Exercise prompt:
The interview about health care compares the right to health care with other rights. List each of those other rights.

Dr. Carl N. Steeg is a retired pediatric cardiologist. During his career, he was the Director of Pediatric Cardiology at Montefiore Medical Center/Albert Einstein College of Medicine. Politically, he is a moderate who tends to vote on issues, not parties. At the ballot box he has voted for Democrats and Republicans alike and has supported both liberal and conservative issues, after carefully weighing the pros and cons. Since he has spent years as an academic, as well as, seeing patients, I wanted to get his views on our changing health care system. Here is our interview:
Q: Why do you think health care needed an overhaul? A: Basic health care is a right, not a privilege. It's [now] a system built on capital and competition. This has some advantages, but not necessarily for the greater good. People should be as secure in their right to health care, as they are in the right for clean water, protection and security.
Q: As a doctor, do you support the recent changes in health care?
A: Basically I do, because it tends to move us to a universal (or single-payer, if you will, system which insures coverage for all). The question remains at what financial sacrifice?

Records provided:
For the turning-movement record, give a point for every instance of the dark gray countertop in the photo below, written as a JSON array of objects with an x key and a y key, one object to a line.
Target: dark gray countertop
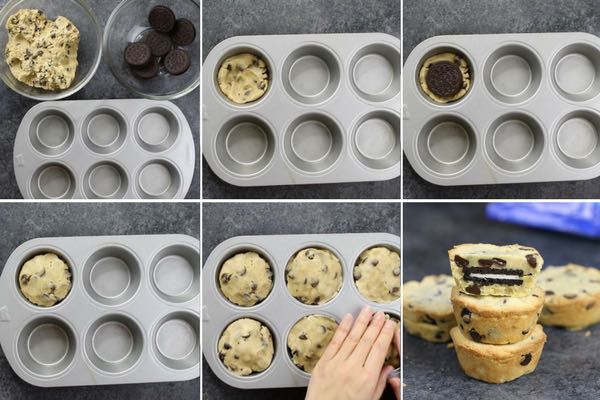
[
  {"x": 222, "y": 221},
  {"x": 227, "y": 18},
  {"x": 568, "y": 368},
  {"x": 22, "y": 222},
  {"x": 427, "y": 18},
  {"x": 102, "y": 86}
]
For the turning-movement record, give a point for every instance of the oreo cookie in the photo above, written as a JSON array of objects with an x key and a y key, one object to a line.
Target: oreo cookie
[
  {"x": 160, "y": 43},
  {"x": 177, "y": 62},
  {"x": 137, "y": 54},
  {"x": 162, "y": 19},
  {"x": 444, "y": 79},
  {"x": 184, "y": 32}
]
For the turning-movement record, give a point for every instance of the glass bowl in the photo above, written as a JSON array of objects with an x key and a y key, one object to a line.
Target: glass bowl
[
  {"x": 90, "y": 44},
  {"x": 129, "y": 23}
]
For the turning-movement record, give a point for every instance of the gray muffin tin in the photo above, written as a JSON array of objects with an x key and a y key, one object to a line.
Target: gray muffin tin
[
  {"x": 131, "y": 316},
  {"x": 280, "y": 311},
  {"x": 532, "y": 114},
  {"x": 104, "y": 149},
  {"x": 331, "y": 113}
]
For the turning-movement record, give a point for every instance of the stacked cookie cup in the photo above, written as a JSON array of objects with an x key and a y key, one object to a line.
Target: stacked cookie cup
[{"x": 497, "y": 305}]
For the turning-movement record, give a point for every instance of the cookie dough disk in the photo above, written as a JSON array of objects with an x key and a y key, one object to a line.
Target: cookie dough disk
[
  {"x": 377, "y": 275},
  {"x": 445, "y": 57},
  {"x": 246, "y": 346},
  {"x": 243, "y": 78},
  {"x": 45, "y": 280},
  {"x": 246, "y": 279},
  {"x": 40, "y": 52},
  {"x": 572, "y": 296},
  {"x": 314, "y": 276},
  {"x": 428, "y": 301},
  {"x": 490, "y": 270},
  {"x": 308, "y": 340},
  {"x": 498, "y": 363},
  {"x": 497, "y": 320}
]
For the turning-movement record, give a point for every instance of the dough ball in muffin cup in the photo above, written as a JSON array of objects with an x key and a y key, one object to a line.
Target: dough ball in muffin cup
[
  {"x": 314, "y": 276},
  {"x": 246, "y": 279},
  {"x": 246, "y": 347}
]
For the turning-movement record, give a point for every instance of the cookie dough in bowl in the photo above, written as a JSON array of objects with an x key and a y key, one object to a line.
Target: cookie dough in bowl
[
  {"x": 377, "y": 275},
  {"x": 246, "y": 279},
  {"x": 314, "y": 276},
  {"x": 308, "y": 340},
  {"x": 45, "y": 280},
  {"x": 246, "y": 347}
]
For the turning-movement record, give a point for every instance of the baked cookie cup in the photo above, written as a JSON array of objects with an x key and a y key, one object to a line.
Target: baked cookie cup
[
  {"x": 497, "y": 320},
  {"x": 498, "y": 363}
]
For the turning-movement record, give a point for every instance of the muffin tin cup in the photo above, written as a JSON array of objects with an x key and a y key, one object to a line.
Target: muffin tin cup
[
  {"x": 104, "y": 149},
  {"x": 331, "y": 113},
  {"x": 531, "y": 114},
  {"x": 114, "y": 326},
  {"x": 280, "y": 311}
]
==
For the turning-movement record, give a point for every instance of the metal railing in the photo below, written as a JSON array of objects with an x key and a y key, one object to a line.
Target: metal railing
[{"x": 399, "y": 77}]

Answer to this exercise:
- clean water
- protection
- security